↓

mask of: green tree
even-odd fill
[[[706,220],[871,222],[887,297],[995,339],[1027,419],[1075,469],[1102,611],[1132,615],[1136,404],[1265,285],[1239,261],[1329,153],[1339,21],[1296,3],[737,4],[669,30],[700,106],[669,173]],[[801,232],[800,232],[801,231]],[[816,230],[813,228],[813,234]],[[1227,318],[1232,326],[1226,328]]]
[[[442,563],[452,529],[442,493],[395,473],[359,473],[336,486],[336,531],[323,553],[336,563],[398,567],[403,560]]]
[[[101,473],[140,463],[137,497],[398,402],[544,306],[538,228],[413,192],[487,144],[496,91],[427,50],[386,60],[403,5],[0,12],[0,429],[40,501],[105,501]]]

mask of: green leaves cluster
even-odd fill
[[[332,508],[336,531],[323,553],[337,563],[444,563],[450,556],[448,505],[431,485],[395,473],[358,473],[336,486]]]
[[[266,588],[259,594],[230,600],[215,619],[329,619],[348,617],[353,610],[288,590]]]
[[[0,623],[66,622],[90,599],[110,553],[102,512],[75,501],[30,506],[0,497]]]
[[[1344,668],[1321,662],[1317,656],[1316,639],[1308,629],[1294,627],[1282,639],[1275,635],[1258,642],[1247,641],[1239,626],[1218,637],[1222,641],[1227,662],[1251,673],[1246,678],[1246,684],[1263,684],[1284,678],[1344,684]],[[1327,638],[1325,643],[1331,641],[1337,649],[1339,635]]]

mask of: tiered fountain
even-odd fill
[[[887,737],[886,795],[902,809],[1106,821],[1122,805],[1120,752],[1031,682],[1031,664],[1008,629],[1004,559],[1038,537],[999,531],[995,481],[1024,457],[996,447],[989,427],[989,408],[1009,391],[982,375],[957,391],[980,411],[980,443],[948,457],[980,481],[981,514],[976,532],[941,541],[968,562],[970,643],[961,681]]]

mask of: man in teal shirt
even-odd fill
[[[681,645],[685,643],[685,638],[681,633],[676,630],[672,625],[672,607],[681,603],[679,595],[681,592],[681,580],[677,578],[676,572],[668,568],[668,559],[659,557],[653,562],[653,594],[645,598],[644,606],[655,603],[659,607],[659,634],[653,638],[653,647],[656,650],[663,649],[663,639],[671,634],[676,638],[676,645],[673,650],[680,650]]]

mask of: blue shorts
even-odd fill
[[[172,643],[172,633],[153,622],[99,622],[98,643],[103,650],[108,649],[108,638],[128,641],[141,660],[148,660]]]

↑

Goal —
Reproduce every line of the records above verbatim, from the first line to the last.

Result —
mask of: green tree
even-odd fill
[[[706,220],[871,222],[887,297],[995,339],[1027,419],[1075,469],[1102,611],[1132,615],[1136,404],[1265,285],[1239,261],[1329,153],[1339,21],[1296,3],[737,4],[669,30],[700,106],[669,173]],[[801,232],[800,232],[801,231]],[[816,230],[813,228],[813,234]],[[1227,318],[1232,326],[1226,328]]]
[[[442,563],[452,529],[442,493],[395,473],[359,473],[336,486],[336,531],[323,553],[336,563],[398,567],[403,560]]]
[[[101,473],[140,463],[137,497],[398,402],[544,306],[538,228],[413,192],[487,144],[496,91],[427,50],[386,60],[403,5],[0,12],[0,429],[40,501],[105,501]]]

mask of: green leaves cluster
even-odd fill
[[[332,508],[336,531],[323,553],[337,563],[444,563],[450,556],[448,505],[431,485],[395,473],[358,473],[336,486]]]
[[[266,588],[259,594],[230,600],[215,619],[329,619],[348,617],[353,610],[288,590]]]
[[[0,623],[66,622],[90,599],[110,553],[102,512],[75,501],[30,506],[0,497]]]
[[[1344,668],[1321,662],[1317,656],[1316,639],[1308,629],[1294,627],[1282,639],[1275,635],[1258,642],[1247,641],[1239,626],[1218,637],[1222,641],[1227,662],[1251,673],[1246,678],[1246,684],[1263,684],[1284,678],[1344,684]],[[1327,638],[1325,643],[1331,641],[1337,649],[1339,635]]]

mask of: tiered fountain
even-odd fill
[[[887,737],[886,795],[902,809],[1106,821],[1122,805],[1120,752],[1031,682],[1031,664],[1008,629],[1004,559],[1038,537],[999,531],[995,481],[1024,457],[996,447],[989,427],[989,408],[1009,391],[982,375],[957,391],[980,411],[980,443],[948,457],[980,481],[981,514],[976,532],[941,541],[968,562],[970,643],[961,681]]]

mask of: man in teal shirt
even-odd fill
[[[681,645],[685,643],[685,638],[681,633],[676,630],[672,625],[672,607],[681,603],[679,595],[681,592],[681,580],[677,578],[676,572],[668,568],[668,559],[659,557],[653,562],[653,594],[645,598],[644,606],[655,603],[659,607],[659,634],[653,638],[653,647],[656,650],[663,649],[663,639],[671,634],[676,638],[676,645],[673,650],[680,650]]]

mask of: blue shorts
even-odd fill
[[[172,643],[172,633],[153,622],[99,622],[98,643],[103,650],[108,649],[108,638],[128,641],[141,660],[148,660]]]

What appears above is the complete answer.